─── Passage shown ───

Manufacturer Product Description
* A high output headlamp with max output of 520 lumens in turbo mode powered by one Li-ion 14500 750mAh battery.
* The logarithmic scale brightness adjustment system allows any brightness from 1.6 lumens to 250 lumens. Furthermore, the TH20 features a built-in SOS signaling mode which is important when roaming out in the wild or confronting dangerous situations.
* Unlike other light-weight headlamps which are made with plastic, the TH20 is made with aircraft grade aluminum which gives it exceptional durability and excellent heat dissipation allowing it to maintain high output for extended periods of time.
* The advanced design gives the TH20 a light weight of 96g (battery excluded).
* The TH20 can also use an easy to get AA battery which makes it a great choice for daily reading, camping and a tool light when you want your hands free.
Manufacturer Specifications
* LED: CREE XP-L V6 LED with a lifespan of 20+ years of run time.
* Mode & Runtime (Tested by one Eneloop AA 2450mAh NIMH rechargeable battery): 
* -Firefly (0.3 lumens, 14 days）
* -Infinity Low (1.6 lumens, 21 hours）
* -Infinity High (230 lumens, 95 minutes )
* -Turbo (250 lumens, 93 minutes) 
* Batteries Applicable: 1x AA battery, 1x 14500 battery.
* Working voltage: 0.9-4.2 V.
* Reflector: Orange Peel.
* Peak Beam Intensity: 1120 cd
* Beam Distance: 67 m (max.)
* Dimensions: 70 mm * 24.5mm
* Weight: 96 g (without battery).
* Waterproof: IPX-8 (1.5 m)
* Impact Resistance: 2 m.
* Material: Aircraft grade aluminum body with premium type III hard anodized anti-abrasive finish.
* Accessories included: O ring, spare rubber slot.


*Packaging*


The light came in a small cardboard box, with foam padding. Accessories include 2 spare O-rings, a spare holder, warranty card, and instructions.

─── Material ───

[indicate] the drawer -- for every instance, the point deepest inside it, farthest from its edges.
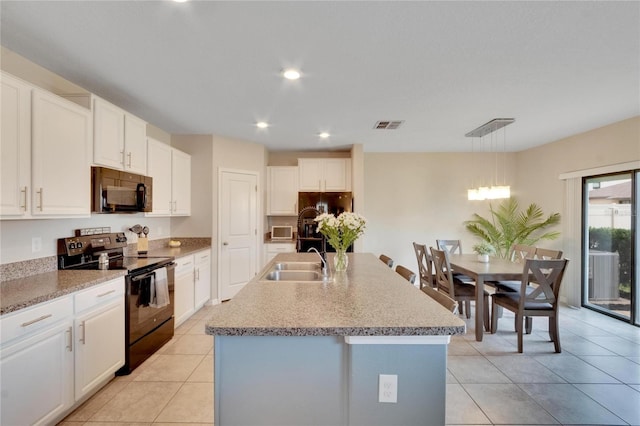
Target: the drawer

───

- _Parts of the exercise_
(A) Reproduce the portion of the TH20 headlamp text starting with "Manufacturer Product Description" and going on through "confronting dangerous situations.".
(B) Carry on writing the TH20 headlamp text from the point after its last sentence.

- _Answers for the tasks_
(A)
Manufacturer Product Description
* A high output headlamp with max output of 520 lumens in turbo mode powered by one Li-ion 14500 750mAh battery.
* The logarithmic scale brightness adjustment system allows any brightness from 1.6 lumens to 250 lumens. Furthermore, the TH20 features a built-in SOS signaling mode which is important when roaming out in the wild or confronting dangerous situations.

(B)
*Ergonomics & Build*


The Thrunite TH20 has a single strap headband which I much prefer over the two strap (around and over the head) type. The holder for the light is soft and flexible. This is comfortable to wear, makes it easy to change the angle of the light, and also holds the light at the chosen angle whilst running. This headlamp is solidly built, but is heavier than many of its peers. The threads are smooth, though there is quite a bit of resistance when screwing in protected 14500s. 




It is IPX-8 rated, and survived a shower during testing. The emitter is well centred, and the light functioned as expected. 




The LED is centrally located on the light, which I prefer over L shaped headlamps. 


*Operation & Beam*


From off, a long press goes to firefly (initially), or the last brightness level from memory. A further long press ramps the output from low (1.6 lumens) to high (230 lumens), and then high to low, and so on. The light flashes twice at each end of the ramp. Memory will remember the (ramping mode) brightness the light was last left at.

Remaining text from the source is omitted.